The primary aim of this study was to describe the geography of serious mental illness (SMI)–type 2 diabetes comorbidity (T2D) in the Illawarra-Shoalhaven region of NSW, Australia. The Secondary objective was to determine the geographic concordance if any, between the comorbidity and the single diagnosis of SMI and diabetes.
Spatial analytical techniques were applied to clinical data to explore the above objectives. The geographic variation in comorbidity was determined by Moran’s I at the global level and the local clusters of significance were determined by Local Moran’s I and spatial scan statistic. Choropleth hotspot maps and spatial scan statistics were generated to assess the geographic convergence of SMI, diabetes and their comorbidity. Additionally, we used bivariate LISA (Local Indicators of Spatial Association) and multivariate spatial scan to identify coincident areas with higher rates of both SMI and T2D.
The study identified significant geographic variation in the distribution of SMI–T2D comorbidity in Illawarra Shoalhaven. Consistently higher burden of comorbidity was observed in some urban suburbs surrounding the major metropolitan city. Comparison of comorbidity hotspots with the hotspots of single diagnosis SMI and T2D further revealed a geographic concordance of high-risk areas again in the urban areas outside the major metropolitan city.
The identified comorbidity hotspots in our study may serve as a basis for future prioritisation and targeted interventions. Further investigation is required to determine whether contextual environmental factors, such as neighbourhood socioeconomic disadvantage, may be explanatory.
Implications for public health
Ours is the first study to explore the geographic variations in the distribution of SMI and T2D comorbidity. Findings highlight the importance of considering the role of neighbourhood environments in influencing the T2D risk in people with SMI.

________________________

About this task: List each spatial statistic that the study abstract names. Count the global and local forms of Moran's I separately, and count the multivariate form of the scan separately.

________________________

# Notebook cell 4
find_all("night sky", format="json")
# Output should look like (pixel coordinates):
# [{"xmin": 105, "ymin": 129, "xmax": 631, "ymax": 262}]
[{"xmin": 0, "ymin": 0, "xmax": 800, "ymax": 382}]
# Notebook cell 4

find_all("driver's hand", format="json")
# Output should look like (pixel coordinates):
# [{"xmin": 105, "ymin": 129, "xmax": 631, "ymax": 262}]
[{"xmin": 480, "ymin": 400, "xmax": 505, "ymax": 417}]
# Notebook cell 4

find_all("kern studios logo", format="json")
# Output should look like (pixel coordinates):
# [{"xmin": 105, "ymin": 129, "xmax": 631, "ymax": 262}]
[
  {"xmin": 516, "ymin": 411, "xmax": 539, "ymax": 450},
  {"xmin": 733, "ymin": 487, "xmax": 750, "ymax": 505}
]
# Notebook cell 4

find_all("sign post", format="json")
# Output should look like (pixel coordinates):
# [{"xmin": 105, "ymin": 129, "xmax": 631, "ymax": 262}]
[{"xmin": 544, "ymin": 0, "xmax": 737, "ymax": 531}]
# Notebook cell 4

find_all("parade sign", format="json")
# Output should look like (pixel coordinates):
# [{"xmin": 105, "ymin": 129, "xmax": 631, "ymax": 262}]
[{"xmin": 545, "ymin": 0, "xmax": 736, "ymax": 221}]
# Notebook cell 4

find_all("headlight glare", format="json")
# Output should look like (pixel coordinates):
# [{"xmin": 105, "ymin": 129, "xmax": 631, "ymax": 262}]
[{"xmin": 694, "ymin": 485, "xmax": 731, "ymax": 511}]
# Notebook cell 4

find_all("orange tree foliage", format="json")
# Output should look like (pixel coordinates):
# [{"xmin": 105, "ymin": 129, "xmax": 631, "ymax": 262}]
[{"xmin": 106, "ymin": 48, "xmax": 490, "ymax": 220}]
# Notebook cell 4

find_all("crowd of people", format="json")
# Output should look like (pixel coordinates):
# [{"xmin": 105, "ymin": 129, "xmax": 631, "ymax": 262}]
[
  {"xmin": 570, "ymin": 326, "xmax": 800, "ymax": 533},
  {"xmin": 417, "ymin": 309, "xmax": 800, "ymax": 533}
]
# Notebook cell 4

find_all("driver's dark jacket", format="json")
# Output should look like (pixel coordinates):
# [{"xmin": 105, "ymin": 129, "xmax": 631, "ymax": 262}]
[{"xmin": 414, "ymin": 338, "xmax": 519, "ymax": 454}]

________________________

Expected answer:
- Moran's I (global level)
- Local Moran's I
- Spatial scan statistic
- Bivariate LISA (Local Indicators of Spatial Association)
- Multivariate spatial scan